[Opening Data for this exercise section]

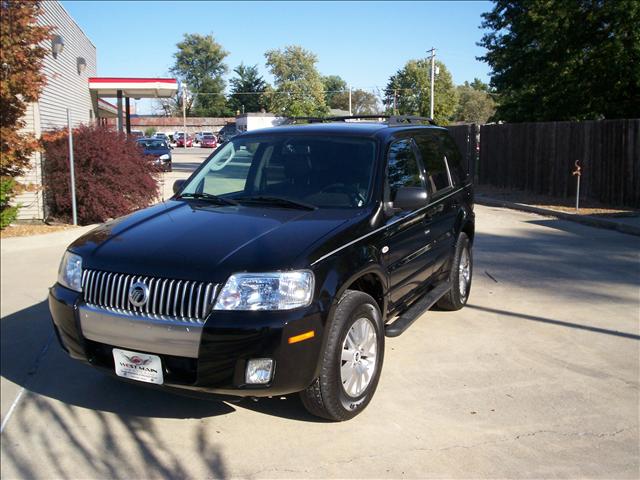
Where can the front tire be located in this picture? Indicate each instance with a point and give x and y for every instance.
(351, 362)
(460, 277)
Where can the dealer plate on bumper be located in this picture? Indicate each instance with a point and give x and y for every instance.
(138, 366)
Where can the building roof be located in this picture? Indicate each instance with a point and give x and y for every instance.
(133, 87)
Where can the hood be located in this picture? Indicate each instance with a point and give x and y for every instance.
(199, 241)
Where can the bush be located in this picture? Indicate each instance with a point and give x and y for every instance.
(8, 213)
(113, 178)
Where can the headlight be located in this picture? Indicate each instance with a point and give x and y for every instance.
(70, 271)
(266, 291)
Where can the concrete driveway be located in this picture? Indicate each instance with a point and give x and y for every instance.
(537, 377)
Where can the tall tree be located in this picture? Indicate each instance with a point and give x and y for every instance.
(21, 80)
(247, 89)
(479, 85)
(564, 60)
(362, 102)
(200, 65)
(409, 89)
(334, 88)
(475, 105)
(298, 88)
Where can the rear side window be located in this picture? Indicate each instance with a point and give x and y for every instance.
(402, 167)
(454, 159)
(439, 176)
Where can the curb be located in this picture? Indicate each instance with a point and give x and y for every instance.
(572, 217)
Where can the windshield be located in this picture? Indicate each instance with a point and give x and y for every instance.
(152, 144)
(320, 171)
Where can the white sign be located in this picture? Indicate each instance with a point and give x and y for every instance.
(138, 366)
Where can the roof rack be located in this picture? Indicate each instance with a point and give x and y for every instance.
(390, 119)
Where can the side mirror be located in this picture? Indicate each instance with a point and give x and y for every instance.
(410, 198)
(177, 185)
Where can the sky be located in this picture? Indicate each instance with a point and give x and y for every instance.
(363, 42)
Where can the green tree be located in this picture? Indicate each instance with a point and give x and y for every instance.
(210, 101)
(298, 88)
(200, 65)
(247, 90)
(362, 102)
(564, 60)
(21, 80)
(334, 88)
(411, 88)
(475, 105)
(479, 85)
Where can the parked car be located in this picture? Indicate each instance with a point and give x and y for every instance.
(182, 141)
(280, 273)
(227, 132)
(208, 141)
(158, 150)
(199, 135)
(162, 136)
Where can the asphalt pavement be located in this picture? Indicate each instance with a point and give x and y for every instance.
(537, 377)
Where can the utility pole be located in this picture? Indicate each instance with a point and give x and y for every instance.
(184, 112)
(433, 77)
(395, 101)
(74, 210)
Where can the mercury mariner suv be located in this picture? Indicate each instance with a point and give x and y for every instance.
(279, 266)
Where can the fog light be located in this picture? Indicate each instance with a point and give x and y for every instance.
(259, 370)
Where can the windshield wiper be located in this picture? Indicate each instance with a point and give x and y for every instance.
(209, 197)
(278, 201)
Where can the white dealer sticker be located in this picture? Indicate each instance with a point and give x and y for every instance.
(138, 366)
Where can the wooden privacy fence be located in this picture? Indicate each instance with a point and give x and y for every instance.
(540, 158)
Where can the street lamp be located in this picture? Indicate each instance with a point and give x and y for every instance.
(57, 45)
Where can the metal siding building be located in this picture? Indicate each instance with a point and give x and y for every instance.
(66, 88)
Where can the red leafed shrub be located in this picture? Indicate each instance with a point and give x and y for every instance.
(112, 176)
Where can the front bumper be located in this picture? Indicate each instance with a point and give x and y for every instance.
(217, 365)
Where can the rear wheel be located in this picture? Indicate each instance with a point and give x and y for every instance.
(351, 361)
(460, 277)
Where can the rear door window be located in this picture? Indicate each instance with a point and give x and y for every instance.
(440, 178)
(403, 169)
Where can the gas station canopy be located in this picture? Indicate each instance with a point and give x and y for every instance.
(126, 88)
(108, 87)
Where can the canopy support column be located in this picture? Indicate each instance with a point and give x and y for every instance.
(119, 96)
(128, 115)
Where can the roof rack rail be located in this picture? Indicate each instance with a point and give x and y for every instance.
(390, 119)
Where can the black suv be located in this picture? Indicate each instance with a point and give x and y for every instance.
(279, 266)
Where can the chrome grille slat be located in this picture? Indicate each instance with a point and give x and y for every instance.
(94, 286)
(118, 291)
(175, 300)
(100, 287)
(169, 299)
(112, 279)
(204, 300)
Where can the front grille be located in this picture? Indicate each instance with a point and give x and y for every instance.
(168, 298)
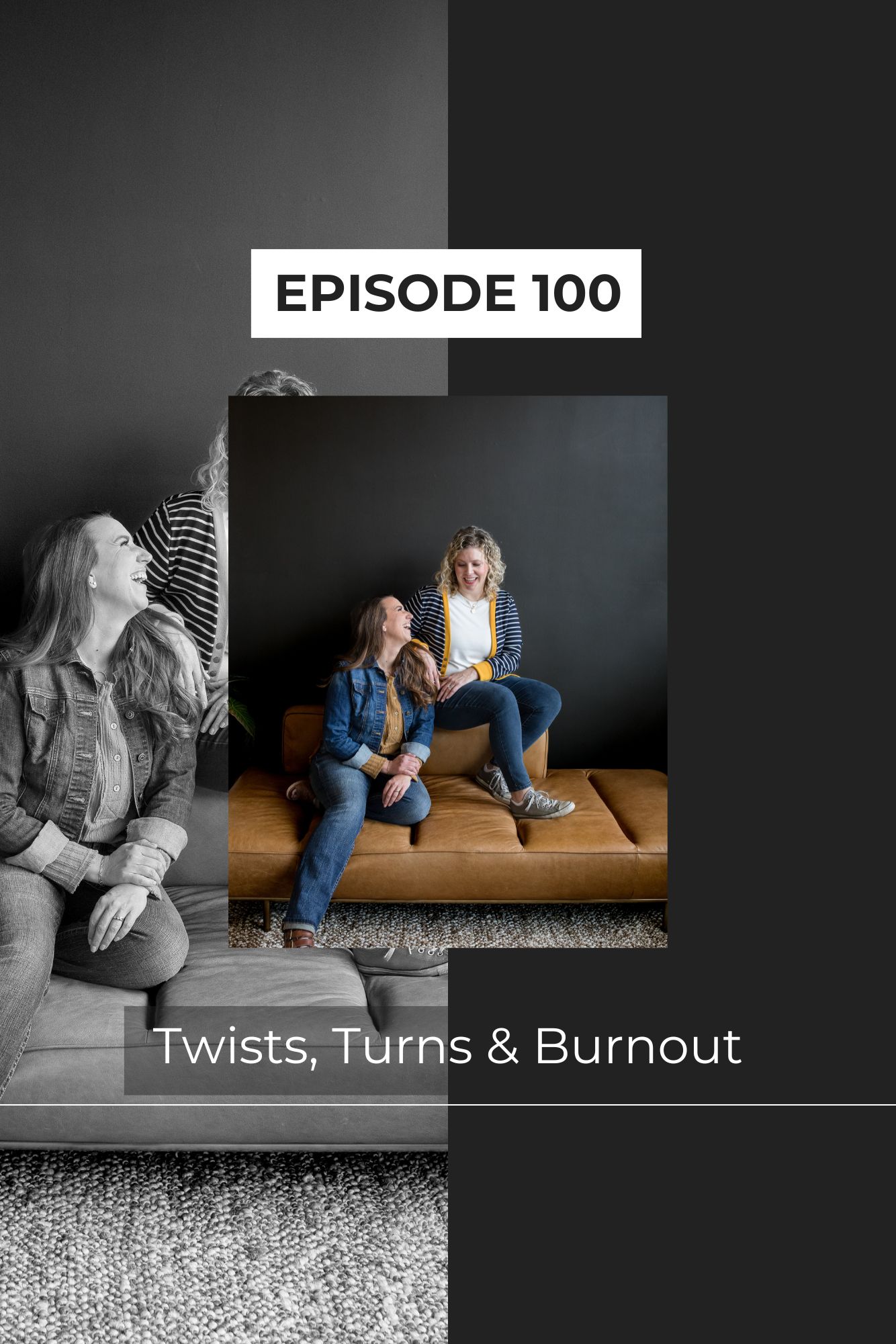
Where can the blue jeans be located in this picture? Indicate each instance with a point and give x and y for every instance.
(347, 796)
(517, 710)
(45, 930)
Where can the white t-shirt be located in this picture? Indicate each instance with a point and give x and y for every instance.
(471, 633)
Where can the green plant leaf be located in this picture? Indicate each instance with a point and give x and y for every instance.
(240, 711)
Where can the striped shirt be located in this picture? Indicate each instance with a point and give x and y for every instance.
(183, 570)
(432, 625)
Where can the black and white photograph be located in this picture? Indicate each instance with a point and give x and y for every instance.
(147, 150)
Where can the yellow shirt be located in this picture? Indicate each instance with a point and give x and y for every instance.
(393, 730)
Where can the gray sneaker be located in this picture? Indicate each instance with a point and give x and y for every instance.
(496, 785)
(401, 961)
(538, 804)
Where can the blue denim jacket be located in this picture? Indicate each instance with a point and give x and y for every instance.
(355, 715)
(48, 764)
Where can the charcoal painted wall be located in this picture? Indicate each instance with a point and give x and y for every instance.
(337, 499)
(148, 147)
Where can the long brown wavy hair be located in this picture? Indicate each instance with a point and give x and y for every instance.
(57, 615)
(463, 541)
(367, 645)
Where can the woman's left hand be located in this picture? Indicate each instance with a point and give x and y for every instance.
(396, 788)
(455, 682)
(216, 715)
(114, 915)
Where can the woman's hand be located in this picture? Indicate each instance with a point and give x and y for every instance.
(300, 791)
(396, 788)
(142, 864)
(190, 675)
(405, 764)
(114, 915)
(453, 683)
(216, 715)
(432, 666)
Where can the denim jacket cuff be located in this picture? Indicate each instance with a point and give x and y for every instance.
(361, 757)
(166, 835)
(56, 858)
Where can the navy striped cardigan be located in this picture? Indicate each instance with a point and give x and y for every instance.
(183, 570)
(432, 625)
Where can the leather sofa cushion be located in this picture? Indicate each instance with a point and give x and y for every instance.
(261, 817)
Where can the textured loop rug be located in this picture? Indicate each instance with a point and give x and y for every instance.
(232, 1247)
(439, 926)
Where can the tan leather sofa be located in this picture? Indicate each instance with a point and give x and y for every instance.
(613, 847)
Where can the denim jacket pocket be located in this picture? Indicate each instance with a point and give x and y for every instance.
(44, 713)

[Closing Data for this exercise section]

# Task to complete
Retype each entry precisely. Skip images entirely.

# Exercise solution
Where can the front tire be located in this picture? Indicate each instance with a point and give x and y for every instance.
(351, 362)
(460, 277)
Where can the dealer plate on bumper be located in this picture? Indicate each instance with a point and give x and y for every instance.
(138, 366)
Where can the building roof be located in this picture? Indicate each instance with a point and give x and y for every instance.
(133, 87)
Where can the hood be located in this picture? Indicate each instance with a point and give x and y for every instance.
(199, 241)
Where can the bush be located in this picture? Indicate each instance with a point and give x and y for every instance.
(8, 213)
(113, 178)
Where can the headlight be located in this picture? Indicate each instance with a point and give x and y for every instance.
(70, 271)
(266, 291)
Where can the concrete driveway be located in this picture? Indicate each instance with a point and give x and y for every instance.
(537, 377)
Where can the tall tree be located in this picture? Indicate each instance with a point and give x and y for every instance.
(21, 80)
(247, 89)
(479, 85)
(564, 60)
(362, 102)
(200, 65)
(409, 89)
(334, 88)
(475, 105)
(298, 88)
Where can the rear side window be located in this picture? Indicate each instance with a point and give x and y for every instance.
(402, 167)
(454, 159)
(439, 176)
Where can the curb be located in this picture? Indicate each instance with a point and give x and y for every instance.
(572, 217)
Where can the windshield be located in this picture? Indicate each instance with a point and give x and y for every instance.
(152, 144)
(320, 171)
Where can the white sign be located in this picture? Indicate each instance with a point and give x and y for every instance.
(138, 366)
Where can the roof rack be located in this picture? Indicate each instance with a point and give x and y for every instance.
(390, 119)
Where can the side mirror be located in this picture? Indicate each instance with a point and give x and y for every instance.
(410, 198)
(177, 185)
Where can the sky be located in this picture? Indicate each instance with a point and give x and y for every instance.
(363, 42)
Where can the green tree be located in this picture? Indicate each instance with a point and give x and y for every instance.
(210, 101)
(298, 88)
(200, 65)
(247, 90)
(362, 102)
(564, 60)
(21, 80)
(334, 88)
(411, 88)
(475, 105)
(479, 85)
Where can the parked car be located in this picture? Indicate each instance with a point and give x and y for every instance.
(182, 141)
(280, 273)
(227, 132)
(208, 141)
(158, 150)
(199, 135)
(162, 136)
Where can the asphalt pavement be located in this picture? Indicate each instance with a point and give x and y for every instance.
(537, 377)
Where can the utility pole be located in this picture? Indicate each instance with a point and give x and y for every instance.
(184, 112)
(433, 77)
(395, 101)
(74, 210)
Where can the mercury mariner suv be located in this picture? Indicate each instance with a point and give x and y for every instance.
(279, 266)
Where can the fog light be located in this picture? Indicate each instance with a point and give x and y for every instance.
(259, 370)
Where can the windshield wiper be located in this picture? Indicate each instance with a point and give x and y for every instance.
(209, 197)
(278, 201)
Where can the white dealer sticker be located in this picture? Indicate each instance with a point and give x and y for every instance.
(138, 366)
Where can the wooden privacy fence be located in this picture? Indicate each instance with a point and give x and y for every instance.
(540, 158)
Where can the street lamp be located in this picture? Indicate each instance with a point and give x and y for every instance.
(57, 45)
Where can the metal siding building be located in this picture? Indicate each instance with a point and give x and y for every instance.
(66, 88)
Where can the red leafed shrub be located in this picture? Indicate each instance with a point and give x and y for every instance.
(112, 176)
Where can the front bumper be located in this picture? Indicate each instance with a point and give x and y for every instance.
(217, 365)
Where can the rear wheel be located in this picture? Indicate each instance with a point and give x and y for every instance.
(351, 361)
(460, 277)
Where can the rear door window be located in this picture? Indicate each instance with a point and give x and y for every instance.
(440, 178)
(403, 169)
Where can the gas station canopy be located in this picture? Indicate each instance with a point and give x and y for every instance.
(126, 88)
(108, 87)
Where can the canopy support column be located in this picture? Indicate each instance with a point and give x and y for every instance.
(119, 96)
(128, 115)
Where can the roof rack rail be located in this picture? Indicate each instance with a point and give x and y for every instance.
(390, 119)
Where can the black suv be located in this picture? Indicate each instance with a point and give x and y for every instance.
(279, 266)
Where can the chrome grille slat be located in this picture? Indicate each instance with a point and give x and y for every instance.
(94, 286)
(118, 291)
(175, 300)
(100, 287)
(169, 299)
(112, 279)
(204, 300)
Where can the front grille be located in this picture? Indicate each instance with a point and give x and y for every instance.
(168, 298)
Where can the blue jeans be located in this picture? Indicate each instance with a point and give x and y for every instance.
(347, 796)
(517, 710)
(45, 930)
Where can the white t-shirt be located in this picture? Indicate each instance with a point and give x and y for every instance.
(471, 633)
Where can the green plant leaf be located in this picture? Indicate each instance with a point and give x and y for every instance.
(240, 711)
Where can the striped shirt be located in this picture? Indicate each instance with a point and give x and y for every instance.
(183, 570)
(432, 625)
Where can the black and white photograph be located in this picture? Indicate each instance with a point and give x and y for every instance.
(147, 150)
Where can the yellow shirt be located in this picture? Indicate each instance with a point and give x and y for every instance.
(393, 730)
Where can the gray sneaker be located in this picture? Indicate each instance with a point and give x and y for every instance.
(496, 785)
(401, 961)
(538, 804)
Where can the blue denim jacket be located in this picture? Indicate each instance with a point and give x and y for every instance.
(355, 715)
(48, 764)
Where can the charcoal painted wall be located in this picture? Indicate each instance with a point and give x and y for every instance.
(337, 499)
(148, 147)
Where can the long brown wavy hair be located in this picture? Indicate each instance with a point and give x and y for every instance.
(57, 615)
(463, 541)
(367, 645)
Where can the woman's left hand be located in this picture? Indicate each instance with a point and give x and y for every instance.
(396, 788)
(455, 682)
(216, 715)
(114, 915)
Where can the woman's hand be located in this picture? Indicate each instance with a point and give x and y for every instance.
(300, 791)
(396, 788)
(142, 864)
(190, 675)
(405, 764)
(114, 915)
(453, 683)
(216, 715)
(432, 666)
Where can the denim jacket cuff be located in this picture? Indicate each instance with a point and give x and y for every instance.
(361, 757)
(166, 835)
(56, 858)
Where can the navy striped cardigan be located in this picture? Indicate each instance with a point and give x and y for every instance.
(183, 570)
(432, 625)
Where can the leather sofa cushion be located in this picture? Indicate each instance with a point and give x and y for every instance.
(261, 817)
Where can the textured loop rug be located in this picture? Indicate each instance with a point and give x and y for every instance.
(232, 1247)
(439, 926)
Where can the tan leather sofa be located in this picture? Indicate each instance with a point and give x and y for every instance.
(613, 847)
Where can the denim jacket pocket be located in this picture? Indicate each instance with a point and give x and y for every instance.
(44, 713)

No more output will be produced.